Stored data

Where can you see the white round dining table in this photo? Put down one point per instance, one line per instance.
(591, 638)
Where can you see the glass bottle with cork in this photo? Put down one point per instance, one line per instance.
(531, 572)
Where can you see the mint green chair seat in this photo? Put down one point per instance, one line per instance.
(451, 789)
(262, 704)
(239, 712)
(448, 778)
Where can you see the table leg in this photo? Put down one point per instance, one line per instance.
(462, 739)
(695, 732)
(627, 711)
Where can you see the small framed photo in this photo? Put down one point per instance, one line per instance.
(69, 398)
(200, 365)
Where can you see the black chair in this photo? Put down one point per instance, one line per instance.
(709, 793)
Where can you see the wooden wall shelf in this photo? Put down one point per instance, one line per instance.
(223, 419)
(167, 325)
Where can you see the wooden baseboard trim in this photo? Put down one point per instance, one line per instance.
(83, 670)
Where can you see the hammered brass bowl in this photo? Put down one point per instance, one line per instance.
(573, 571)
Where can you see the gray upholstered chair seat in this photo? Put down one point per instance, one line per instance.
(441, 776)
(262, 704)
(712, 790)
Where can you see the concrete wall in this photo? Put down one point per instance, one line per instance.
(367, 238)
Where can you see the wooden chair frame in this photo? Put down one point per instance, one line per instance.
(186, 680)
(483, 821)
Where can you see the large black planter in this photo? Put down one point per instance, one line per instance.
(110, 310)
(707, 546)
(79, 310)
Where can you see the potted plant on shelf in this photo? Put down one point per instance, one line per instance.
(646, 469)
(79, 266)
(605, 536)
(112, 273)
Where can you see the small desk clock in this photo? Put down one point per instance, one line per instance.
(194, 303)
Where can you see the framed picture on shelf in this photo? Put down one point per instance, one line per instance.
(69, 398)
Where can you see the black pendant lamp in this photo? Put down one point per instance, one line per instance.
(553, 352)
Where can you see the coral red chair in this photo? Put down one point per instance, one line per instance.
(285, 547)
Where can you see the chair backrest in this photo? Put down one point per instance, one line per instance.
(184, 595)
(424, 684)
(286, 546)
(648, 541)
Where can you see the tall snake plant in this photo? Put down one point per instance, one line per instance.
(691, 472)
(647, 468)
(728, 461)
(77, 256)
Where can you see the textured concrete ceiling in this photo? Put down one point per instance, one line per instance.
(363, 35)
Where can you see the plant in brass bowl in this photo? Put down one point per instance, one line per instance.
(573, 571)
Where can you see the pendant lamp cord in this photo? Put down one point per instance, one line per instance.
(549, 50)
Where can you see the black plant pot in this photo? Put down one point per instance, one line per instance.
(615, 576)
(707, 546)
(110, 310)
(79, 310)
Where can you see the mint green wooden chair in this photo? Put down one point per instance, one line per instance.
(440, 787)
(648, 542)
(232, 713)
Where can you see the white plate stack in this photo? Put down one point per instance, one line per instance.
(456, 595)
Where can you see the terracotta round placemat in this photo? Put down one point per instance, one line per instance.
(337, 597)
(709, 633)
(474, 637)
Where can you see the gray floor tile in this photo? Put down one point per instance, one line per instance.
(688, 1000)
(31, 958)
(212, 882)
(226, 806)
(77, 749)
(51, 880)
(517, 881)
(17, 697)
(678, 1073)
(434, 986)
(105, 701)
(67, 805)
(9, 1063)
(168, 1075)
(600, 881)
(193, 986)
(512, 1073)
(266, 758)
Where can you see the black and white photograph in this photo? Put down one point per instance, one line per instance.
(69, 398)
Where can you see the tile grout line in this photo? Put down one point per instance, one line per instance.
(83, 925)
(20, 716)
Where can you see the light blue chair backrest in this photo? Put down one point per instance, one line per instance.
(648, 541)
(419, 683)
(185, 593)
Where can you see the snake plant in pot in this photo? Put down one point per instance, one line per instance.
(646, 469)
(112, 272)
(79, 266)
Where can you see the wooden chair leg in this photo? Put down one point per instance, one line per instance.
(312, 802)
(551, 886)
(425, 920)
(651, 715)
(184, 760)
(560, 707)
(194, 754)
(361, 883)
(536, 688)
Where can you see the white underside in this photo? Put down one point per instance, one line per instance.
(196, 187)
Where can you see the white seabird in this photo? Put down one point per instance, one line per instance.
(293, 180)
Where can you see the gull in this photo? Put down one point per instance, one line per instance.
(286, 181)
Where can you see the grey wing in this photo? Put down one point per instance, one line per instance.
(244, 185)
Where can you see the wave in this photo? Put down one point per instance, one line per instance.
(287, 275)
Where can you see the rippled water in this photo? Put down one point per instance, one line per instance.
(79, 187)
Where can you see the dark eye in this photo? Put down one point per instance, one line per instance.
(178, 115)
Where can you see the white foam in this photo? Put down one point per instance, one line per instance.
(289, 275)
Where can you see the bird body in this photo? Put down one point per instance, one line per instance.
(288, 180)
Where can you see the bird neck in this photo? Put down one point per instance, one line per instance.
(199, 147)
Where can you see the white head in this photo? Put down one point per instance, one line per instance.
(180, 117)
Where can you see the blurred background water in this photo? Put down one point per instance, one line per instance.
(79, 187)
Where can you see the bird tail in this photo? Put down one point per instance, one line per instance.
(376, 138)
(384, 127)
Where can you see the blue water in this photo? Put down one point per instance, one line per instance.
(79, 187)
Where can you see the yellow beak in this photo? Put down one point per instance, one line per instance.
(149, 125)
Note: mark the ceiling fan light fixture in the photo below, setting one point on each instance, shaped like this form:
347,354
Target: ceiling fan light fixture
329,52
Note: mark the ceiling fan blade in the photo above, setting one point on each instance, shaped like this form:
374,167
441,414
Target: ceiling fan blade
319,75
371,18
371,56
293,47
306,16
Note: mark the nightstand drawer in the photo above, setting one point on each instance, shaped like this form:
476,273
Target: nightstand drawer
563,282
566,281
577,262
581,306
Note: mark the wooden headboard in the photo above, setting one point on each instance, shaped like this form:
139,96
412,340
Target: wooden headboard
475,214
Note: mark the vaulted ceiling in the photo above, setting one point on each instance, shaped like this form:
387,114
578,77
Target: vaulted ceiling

- _Task directions_
Please add 39 to every coordinate in the answers, and write out again every line of the items, requests included, starting with the line containing "Where can you see the white foam" and going on through the end of the items.

- _Output for this exercise_
Where can you see the white foam in this photo? Put down one point per instance, one line per instance.
(328, 314)
Where can you see the bird body in this photo? Put down one point per instance, one line per instance.
(327, 219)
Where can you see the bird neck in this photo? Put down one point per instance, one line per instance.
(238, 186)
Where can you see the white head in this photo? Put down one point per instance, one line per instance.
(219, 156)
Where can you see the blurred background water in this photo? Put down one point per instance, one line per instance.
(118, 226)
Where can you see the bird tail in this photo? Put down one point per instance, one line per instance.
(415, 177)
(423, 166)
Where can you see the blue water in this photo? Put down one point per instance, one line per instance.
(118, 226)
Where can you see the yellow beak in this photo? Put down one point per instance, one line per instance.
(188, 164)
Note: mark the ceiling fan light fixture in the photo below, setting one point on each instance, shaped like this form:
347,354
Target: ceiling fan light fixture
368,91
Note: mark the ceiling fan blade in the photo above, setting one point on each instance, shaped like this form:
374,167
441,414
Target: ceiling fan blade
358,114
410,57
410,95
332,86
345,55
Note: mark the nightstand drawer in the photo above, setting one point on each instance, shaped like this form:
476,273
Target: nightstand drawer
602,321
605,320
616,301
620,345
Note: mark the wooden headboard in the photo above, setting one point on each instance, shaped like this form:
139,96
412,340
Target: wooden headboard
514,253
Note: mark the vaulted ceiling in the photo above, setting one point on each instance, shaped like this form:
387,114
578,77
Target: vaulted ceiling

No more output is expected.